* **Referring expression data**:
---*---

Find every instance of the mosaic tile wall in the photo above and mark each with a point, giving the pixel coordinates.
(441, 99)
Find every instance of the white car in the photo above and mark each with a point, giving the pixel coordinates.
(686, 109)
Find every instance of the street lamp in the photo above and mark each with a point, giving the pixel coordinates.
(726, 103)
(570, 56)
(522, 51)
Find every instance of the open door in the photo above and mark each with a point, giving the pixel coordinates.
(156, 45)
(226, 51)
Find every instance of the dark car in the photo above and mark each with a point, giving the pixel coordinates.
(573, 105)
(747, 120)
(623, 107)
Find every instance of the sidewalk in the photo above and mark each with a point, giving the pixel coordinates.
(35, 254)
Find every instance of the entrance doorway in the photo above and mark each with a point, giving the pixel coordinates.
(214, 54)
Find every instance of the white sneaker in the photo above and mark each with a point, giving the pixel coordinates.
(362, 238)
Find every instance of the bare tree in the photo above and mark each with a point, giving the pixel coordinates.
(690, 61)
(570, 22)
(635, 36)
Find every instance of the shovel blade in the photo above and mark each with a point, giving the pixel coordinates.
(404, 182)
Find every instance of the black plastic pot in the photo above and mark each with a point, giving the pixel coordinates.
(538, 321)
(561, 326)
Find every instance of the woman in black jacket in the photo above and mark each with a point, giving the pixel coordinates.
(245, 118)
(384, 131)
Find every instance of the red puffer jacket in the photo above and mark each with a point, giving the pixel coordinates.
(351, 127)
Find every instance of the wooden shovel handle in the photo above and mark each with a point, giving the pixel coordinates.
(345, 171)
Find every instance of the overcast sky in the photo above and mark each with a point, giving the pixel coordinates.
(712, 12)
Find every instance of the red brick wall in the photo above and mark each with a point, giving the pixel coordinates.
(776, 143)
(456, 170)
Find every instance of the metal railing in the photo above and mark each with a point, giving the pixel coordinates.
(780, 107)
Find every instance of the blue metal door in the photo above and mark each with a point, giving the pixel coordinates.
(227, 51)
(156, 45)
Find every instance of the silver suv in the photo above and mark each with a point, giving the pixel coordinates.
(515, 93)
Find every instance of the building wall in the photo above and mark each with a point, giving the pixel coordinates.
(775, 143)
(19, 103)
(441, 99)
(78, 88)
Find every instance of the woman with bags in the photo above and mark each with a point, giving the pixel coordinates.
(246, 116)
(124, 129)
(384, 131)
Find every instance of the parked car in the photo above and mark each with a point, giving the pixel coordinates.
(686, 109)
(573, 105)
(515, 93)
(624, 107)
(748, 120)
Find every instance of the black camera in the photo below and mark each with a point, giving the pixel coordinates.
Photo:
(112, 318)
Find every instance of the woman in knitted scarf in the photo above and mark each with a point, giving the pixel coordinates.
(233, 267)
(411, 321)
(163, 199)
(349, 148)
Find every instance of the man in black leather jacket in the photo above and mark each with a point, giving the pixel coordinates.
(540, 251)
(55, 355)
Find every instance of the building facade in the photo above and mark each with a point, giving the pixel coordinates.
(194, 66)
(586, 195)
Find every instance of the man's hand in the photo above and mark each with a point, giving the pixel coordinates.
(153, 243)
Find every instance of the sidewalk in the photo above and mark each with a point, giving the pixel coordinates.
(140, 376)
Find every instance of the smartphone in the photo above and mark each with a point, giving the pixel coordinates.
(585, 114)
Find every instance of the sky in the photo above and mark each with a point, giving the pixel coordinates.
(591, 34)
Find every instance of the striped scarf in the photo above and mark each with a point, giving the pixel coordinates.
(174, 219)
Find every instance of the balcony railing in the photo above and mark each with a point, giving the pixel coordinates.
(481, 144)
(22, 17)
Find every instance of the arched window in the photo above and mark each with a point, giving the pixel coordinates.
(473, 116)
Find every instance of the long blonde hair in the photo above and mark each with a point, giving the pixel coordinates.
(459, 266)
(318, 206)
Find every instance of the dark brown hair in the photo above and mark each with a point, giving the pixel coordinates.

---*---

* **TASK DESCRIPTION**:
Produce an exact copy of all the records.

* **SOLUTION TO THE PROBLEM**:
Find every instance of the mosaic tile wall in the photo above and mark each with a point, giving the pixel coordinates.
(441, 99)
Find every instance of the white car in the photo above and mark each with a point, giving the pixel coordinates.
(686, 109)
Find every instance of the street lamp in the photo above and mark each with a point, giving the pixel coordinates.
(726, 103)
(570, 56)
(522, 51)
Find every instance of the open door in the photo above and mark each with a point, giving the pixel coordinates.
(156, 45)
(226, 51)
Find every instance of the dark car in the photo above and mark each with a point, giving the pixel coordinates.
(573, 105)
(747, 120)
(623, 107)
Find every instance of the sidewalk in the photo above and mark each with a point, giving the pixel coordinates.
(35, 254)
Find every instance of the entrance doorway in the photo above and mark each with a point, giving the pixel coordinates.
(214, 54)
Find every instance of the white sneaker in the photo above and mark each with a point, giving the pixel coordinates.
(362, 238)
Find every instance of the bare tree in the photo above and mark each with a point, giving the pixel coordinates.
(690, 61)
(570, 22)
(635, 36)
Find every instance of the shovel blade in the photo above and mark each with a point, giving the pixel coordinates.
(404, 182)
Find every instance of the black plastic pot in the photo above and mark each with a point, giving the pixel coordinates.
(538, 321)
(561, 326)
Find every instance of the woman in black jacket in the photo above and mark each with a point, giving the pixel coordinates.
(245, 118)
(384, 131)
Find every instance of the red puffer jacket in the photo above and mark each with a point, giving the pixel coordinates.
(351, 127)
Find every instance of the wooden shovel handle in the photo above and mark each with a point, giving the pixel coordinates.
(345, 171)
Find every instance of the overcast sky in the photo above and mark each with a point, giving the pixel coordinates.
(712, 12)
Find every instance of the red brick wall in the photo above and mark each with a point, giving the pixel coordinates.
(776, 143)
(456, 170)
Find every instance of the metal railing in the photo above and mark each with a point, giving the pixel coordinates.
(780, 107)
Find every instance of the blue metal door in the photo above and mark each with a point, giving the pixel coordinates.
(227, 51)
(156, 45)
Find every instance of the silver suv in the photo above and mark each with a point, giving the pixel coordinates.
(515, 93)
Find every instance of the building wall in the photo above and mark each with a point, giving the pixel coordinates.
(775, 143)
(19, 103)
(441, 99)
(78, 88)
Find every instance of the woman with bags in the photo above and mark each with a point, giving the pixel coordinates.
(246, 116)
(124, 129)
(384, 131)
Find every instance of the parked car in the photo above and mark each with a point, giving the pixel coordinates.
(686, 109)
(573, 105)
(515, 93)
(624, 107)
(748, 120)
Find every instance of the black camera in the photo below and mark each with a point, giving the pixel coordinates.
Photo:
(112, 318)
Find every instance of the woman in knitted scarf in the photo above and mark each with a point, giving the pixel coordinates.
(233, 267)
(411, 321)
(163, 199)
(349, 148)
Find every instance of the man in black leather jacket in the photo above and mark each with a point, giving the pixel coordinates.
(540, 251)
(55, 355)
Find every instance of the building facade in the photo above and mark each with a point, giving the pixel coordinates.
(194, 66)
(586, 195)
Find every instance of the man's hand in the photo above and mark each with a point, giving the pixel coordinates.
(153, 243)
Find every instance of the sidewalk in the photo above and mark each with a point, giving the pixel coordinates.
(140, 376)
Find every instance of the smartphone in the photo above and mark each with a point, giving the pixel coordinates.
(585, 114)
Find every instance of the sky in the photo above and mark each with a point, giving the pixel coordinates.
(591, 34)
Find every instance of the striped scarf in the photo above and mark each with a point, giving the pixel coordinates.
(174, 219)
Find every instance of the balcony railing in the photo above and mark each with a point, giving the pixel coordinates.
(481, 144)
(22, 17)
Find every instance of the arched window in the photo above and mark each with a point, giving the pixel coordinates.
(473, 116)
Find every instance of the long blonde hair in the photo above and mark each with a point, giving the pixel coordinates.
(459, 266)
(318, 206)
Find every instance of the dark brown hair in the photo above and mark each with a point, giving the pixel coordinates.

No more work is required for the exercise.